* begin Data section *
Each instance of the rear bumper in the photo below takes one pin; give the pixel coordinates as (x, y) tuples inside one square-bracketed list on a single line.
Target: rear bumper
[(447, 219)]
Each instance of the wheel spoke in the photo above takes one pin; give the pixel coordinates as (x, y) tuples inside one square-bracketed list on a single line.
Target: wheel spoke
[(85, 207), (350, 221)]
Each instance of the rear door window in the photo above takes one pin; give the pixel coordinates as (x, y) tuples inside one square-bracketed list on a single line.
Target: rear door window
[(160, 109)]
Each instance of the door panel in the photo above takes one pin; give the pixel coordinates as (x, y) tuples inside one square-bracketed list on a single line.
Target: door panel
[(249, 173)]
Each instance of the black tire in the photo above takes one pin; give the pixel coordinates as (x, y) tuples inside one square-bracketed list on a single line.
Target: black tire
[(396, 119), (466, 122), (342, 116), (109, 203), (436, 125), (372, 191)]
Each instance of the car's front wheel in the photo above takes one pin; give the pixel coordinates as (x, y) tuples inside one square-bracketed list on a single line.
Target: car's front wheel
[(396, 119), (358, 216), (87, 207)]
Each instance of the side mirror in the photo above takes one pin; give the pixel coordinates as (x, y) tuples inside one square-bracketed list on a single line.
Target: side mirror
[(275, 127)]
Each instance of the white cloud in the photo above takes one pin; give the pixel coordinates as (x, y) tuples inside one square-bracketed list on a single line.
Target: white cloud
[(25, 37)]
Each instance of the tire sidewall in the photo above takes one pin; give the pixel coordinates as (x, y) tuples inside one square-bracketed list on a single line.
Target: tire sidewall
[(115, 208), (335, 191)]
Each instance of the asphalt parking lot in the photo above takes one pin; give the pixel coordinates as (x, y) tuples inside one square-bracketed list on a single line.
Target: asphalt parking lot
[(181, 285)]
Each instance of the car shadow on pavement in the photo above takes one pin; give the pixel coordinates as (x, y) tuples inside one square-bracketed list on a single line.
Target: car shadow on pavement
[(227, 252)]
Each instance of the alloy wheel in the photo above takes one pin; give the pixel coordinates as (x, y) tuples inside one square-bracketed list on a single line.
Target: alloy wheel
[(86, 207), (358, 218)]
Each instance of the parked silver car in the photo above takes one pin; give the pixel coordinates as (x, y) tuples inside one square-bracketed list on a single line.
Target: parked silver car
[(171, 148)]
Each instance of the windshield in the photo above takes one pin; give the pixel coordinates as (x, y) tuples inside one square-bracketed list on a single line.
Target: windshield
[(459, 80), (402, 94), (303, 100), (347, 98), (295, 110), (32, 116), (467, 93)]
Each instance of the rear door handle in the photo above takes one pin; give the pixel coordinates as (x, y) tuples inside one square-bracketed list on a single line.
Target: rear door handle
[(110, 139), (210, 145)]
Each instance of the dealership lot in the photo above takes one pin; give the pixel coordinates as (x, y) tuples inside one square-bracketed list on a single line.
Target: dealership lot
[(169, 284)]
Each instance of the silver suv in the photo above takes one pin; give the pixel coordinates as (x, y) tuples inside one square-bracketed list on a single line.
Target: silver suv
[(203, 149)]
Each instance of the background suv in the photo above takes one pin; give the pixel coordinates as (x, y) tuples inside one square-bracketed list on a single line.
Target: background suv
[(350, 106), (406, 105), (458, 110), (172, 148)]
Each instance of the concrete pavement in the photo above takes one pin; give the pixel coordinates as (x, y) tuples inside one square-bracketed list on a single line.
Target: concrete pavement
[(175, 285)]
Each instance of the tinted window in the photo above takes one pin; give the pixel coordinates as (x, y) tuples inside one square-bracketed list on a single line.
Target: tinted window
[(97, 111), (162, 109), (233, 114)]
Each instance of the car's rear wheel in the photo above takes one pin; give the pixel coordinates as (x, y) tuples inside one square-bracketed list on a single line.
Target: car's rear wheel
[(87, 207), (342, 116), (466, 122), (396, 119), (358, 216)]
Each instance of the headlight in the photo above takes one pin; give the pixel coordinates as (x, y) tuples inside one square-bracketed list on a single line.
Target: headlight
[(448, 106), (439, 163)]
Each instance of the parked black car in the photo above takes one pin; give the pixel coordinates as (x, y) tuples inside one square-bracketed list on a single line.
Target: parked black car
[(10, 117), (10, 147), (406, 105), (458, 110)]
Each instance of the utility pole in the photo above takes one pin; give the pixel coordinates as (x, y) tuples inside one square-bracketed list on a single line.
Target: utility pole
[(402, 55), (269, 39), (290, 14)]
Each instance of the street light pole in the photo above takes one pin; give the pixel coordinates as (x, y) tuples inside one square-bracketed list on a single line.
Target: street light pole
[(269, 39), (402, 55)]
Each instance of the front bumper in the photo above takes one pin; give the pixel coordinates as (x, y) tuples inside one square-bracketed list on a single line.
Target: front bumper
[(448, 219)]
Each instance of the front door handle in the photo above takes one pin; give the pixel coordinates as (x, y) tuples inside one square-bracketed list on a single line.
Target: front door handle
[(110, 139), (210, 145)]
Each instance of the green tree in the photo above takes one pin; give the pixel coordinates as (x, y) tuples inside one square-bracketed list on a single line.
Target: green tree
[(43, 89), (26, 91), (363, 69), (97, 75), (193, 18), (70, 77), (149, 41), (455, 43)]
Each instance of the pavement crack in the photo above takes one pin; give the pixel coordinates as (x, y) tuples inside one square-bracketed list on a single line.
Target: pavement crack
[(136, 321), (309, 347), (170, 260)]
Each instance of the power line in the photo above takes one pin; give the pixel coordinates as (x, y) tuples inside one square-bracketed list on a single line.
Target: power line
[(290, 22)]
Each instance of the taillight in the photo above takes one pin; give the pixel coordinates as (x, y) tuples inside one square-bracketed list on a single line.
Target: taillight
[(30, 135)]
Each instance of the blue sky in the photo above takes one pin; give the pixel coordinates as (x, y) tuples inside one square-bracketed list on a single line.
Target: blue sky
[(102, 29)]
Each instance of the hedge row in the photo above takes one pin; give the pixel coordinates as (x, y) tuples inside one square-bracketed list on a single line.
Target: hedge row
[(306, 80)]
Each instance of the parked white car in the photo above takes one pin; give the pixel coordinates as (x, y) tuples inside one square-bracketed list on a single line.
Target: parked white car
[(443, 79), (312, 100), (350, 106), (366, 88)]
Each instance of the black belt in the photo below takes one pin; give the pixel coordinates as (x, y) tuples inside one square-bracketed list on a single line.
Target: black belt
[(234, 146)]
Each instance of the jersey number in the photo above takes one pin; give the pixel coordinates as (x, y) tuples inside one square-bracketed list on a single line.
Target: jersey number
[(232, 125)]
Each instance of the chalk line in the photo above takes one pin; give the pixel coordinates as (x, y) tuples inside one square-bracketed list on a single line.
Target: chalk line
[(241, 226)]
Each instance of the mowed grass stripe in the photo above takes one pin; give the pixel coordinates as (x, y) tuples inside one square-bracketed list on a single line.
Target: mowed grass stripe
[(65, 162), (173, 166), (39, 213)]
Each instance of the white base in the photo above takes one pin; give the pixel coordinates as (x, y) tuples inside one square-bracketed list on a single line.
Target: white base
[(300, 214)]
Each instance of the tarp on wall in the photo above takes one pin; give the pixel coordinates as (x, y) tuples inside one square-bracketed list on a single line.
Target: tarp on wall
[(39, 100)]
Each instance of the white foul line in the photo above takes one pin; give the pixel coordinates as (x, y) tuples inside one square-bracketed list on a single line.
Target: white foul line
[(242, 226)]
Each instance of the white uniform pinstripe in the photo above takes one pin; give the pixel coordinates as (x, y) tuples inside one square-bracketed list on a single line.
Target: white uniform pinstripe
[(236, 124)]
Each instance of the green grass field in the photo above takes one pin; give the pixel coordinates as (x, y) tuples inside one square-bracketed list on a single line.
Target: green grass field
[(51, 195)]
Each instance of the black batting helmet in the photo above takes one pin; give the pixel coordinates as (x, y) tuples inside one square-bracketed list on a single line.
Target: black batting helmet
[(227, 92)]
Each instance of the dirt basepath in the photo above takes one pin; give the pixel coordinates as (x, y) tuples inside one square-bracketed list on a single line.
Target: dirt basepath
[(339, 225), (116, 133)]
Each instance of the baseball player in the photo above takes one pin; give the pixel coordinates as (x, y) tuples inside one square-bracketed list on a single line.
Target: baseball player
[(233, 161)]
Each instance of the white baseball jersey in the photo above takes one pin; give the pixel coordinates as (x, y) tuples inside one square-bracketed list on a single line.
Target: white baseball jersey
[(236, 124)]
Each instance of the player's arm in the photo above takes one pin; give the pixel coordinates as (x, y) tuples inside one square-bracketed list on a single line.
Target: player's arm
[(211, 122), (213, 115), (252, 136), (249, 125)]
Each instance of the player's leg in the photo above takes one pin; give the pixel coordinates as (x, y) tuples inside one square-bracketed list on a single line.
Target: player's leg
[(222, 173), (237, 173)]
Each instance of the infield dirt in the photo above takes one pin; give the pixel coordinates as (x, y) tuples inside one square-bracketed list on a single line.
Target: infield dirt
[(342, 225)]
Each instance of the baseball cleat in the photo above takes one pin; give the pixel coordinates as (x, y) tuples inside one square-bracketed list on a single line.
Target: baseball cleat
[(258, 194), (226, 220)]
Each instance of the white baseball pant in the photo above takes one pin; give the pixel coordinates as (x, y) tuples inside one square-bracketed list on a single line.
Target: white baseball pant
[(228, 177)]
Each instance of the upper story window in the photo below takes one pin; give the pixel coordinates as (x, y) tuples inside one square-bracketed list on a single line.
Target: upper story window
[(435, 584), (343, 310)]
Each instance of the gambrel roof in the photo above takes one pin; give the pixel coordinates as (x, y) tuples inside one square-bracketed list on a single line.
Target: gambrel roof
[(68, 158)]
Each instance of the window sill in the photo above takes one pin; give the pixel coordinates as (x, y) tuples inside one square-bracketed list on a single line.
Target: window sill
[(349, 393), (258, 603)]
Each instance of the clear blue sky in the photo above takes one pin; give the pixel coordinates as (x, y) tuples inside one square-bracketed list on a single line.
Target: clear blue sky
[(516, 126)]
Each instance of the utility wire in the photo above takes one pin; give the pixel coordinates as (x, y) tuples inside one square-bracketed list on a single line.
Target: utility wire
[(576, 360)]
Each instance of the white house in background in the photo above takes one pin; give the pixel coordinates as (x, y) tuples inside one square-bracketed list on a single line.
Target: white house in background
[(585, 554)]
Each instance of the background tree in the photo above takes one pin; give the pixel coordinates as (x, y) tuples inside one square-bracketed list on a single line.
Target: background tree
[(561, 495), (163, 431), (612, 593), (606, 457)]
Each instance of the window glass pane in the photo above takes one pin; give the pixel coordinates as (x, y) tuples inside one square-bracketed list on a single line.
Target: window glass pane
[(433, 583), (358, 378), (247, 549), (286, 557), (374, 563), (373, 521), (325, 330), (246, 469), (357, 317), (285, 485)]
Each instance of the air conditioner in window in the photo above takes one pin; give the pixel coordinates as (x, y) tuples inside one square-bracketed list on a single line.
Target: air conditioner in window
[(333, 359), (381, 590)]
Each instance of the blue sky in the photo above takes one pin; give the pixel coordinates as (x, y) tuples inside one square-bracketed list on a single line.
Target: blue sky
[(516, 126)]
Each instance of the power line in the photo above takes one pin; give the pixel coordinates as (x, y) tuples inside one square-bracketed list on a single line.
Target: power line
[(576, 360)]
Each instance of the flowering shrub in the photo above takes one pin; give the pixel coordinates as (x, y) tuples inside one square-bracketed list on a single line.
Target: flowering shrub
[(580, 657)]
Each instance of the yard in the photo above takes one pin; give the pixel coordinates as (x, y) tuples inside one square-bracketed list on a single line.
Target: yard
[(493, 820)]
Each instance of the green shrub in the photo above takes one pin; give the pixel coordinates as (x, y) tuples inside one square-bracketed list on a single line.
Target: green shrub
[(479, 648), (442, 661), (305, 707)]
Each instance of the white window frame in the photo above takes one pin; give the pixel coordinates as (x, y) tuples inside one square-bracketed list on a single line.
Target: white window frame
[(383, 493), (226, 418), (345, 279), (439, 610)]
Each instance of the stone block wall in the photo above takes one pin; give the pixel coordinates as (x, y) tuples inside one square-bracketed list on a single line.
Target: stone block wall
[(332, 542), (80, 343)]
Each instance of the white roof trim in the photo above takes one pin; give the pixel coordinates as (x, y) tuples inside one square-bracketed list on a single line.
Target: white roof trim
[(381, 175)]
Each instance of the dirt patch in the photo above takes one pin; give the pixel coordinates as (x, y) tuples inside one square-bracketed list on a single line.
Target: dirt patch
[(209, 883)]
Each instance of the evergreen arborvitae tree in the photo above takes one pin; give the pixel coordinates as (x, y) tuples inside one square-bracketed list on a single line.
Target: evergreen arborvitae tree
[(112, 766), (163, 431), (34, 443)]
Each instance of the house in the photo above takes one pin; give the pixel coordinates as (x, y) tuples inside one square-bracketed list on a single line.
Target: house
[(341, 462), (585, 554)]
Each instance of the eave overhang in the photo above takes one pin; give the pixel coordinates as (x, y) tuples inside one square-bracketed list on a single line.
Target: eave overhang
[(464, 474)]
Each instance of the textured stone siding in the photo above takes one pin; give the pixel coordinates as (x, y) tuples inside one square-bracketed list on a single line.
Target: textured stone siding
* end Data section *
Copy the data again, starting at the line that contains "Each instance of the street" and ending at the line that contains "[(269, 39), (402, 55)]", with both of those lines included and nothing else. Keep every line, requests included, as it is, except multiply each coordinate in the answers by 0.95 and round it to a whole number, rounding halves up.

▶ Correct output:
Each instance of the street light pole in the photo above takes one pin; give the pixel coordinates as (x, y) tuples inside one square-bracketed list on a single line.
Target: street light pole
[(256, 37), (382, 52)]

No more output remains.